## GIVEN EXERCISE
Return all of the entries exactly as written.

Location identification entries:
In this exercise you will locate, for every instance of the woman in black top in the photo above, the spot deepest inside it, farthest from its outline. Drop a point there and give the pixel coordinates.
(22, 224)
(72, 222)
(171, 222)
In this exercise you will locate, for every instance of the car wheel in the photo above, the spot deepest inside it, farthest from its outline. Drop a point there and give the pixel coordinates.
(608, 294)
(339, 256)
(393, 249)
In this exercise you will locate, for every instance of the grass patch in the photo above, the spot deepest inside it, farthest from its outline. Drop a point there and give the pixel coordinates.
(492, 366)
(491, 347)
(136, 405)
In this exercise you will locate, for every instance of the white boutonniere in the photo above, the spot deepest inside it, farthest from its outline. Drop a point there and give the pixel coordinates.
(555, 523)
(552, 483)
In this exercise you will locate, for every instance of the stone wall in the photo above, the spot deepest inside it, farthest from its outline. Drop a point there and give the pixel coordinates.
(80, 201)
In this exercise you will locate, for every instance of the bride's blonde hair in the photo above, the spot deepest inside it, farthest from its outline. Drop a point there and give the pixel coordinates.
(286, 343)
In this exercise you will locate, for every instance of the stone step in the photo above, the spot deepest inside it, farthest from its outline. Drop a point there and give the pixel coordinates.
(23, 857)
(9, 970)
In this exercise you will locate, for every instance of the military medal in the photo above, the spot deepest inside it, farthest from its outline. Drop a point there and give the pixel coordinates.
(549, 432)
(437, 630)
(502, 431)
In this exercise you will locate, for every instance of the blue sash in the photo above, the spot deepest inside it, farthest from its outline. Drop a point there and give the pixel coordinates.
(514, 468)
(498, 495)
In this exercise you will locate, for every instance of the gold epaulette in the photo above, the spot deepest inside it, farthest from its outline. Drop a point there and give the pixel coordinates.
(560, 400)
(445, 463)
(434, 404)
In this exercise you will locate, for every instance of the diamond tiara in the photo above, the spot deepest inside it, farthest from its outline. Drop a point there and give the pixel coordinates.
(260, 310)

## EXERCISE RESPONSE
In this exercise you will locate, for every instance of the woman in black top in the photo above, the spot deepest inside it, farthest from its outline. Drop a point there and give the pixel coordinates.
(22, 224)
(72, 222)
(171, 222)
In this exercise you will locate, for every instance of the car wheel in the photo above, the spot deepest inside it, farthest from its outline. Drop a point there and give the pixel coordinates.
(608, 294)
(339, 256)
(393, 249)
In this exercise you will locate, for every instance of the grass patch in the photo above, the spot deepest inside it, farthest from its outline. Drop a point there and give the pixel coordinates.
(492, 366)
(491, 347)
(136, 405)
In this exercise you will locate, for every instance of the white boutonniere in the photo above, the spot deepest inside it, farthest from its outline. Drop a point there and give the pixel coordinates.
(555, 523)
(552, 483)
In this exercise you will locate, for every instance of the stone wall in the photo above, the spot deepest inside it, farthest from its outline. Drop a point there and give the pixel coordinates.
(80, 201)
In this exercise you will locate, for every instance of the bride's blonde hair in the photo above, the spot deepest inside it, farthest from its outline. Drop a point there and give the pixel coordinates.
(286, 343)
In this exercise you will locate, for every instance of the stone step in the photo above, the spot deepest inside it, farthest from its outline. Drop a point there and give the pixel coordinates.
(23, 857)
(9, 970)
In this exercise you will locate, for every instance of the military medal in the photo above, the spot deepest inside it, farthest from its outline. Drop a point there and give the pixel coordinates.
(549, 432)
(437, 630)
(502, 431)
In this exercise you will locate, for every instance of the blue sash in the photo above, the spot deepest inside it, farthest from its outline. Drop a point there and give the pixel coordinates.
(514, 468)
(498, 495)
In this exercise you will locate, for every instance of the gold epaulette in the photo above, the spot deepest inside it, farthest from its outline. Drop a point there and give the pixel coordinates.
(560, 400)
(445, 463)
(434, 404)
In this exercise you will locate, for every instance of the diamond tiara in the photo above, the spot deepest inside it, farthest from its outline. Drop a point there and give the pixel coordinates.
(260, 310)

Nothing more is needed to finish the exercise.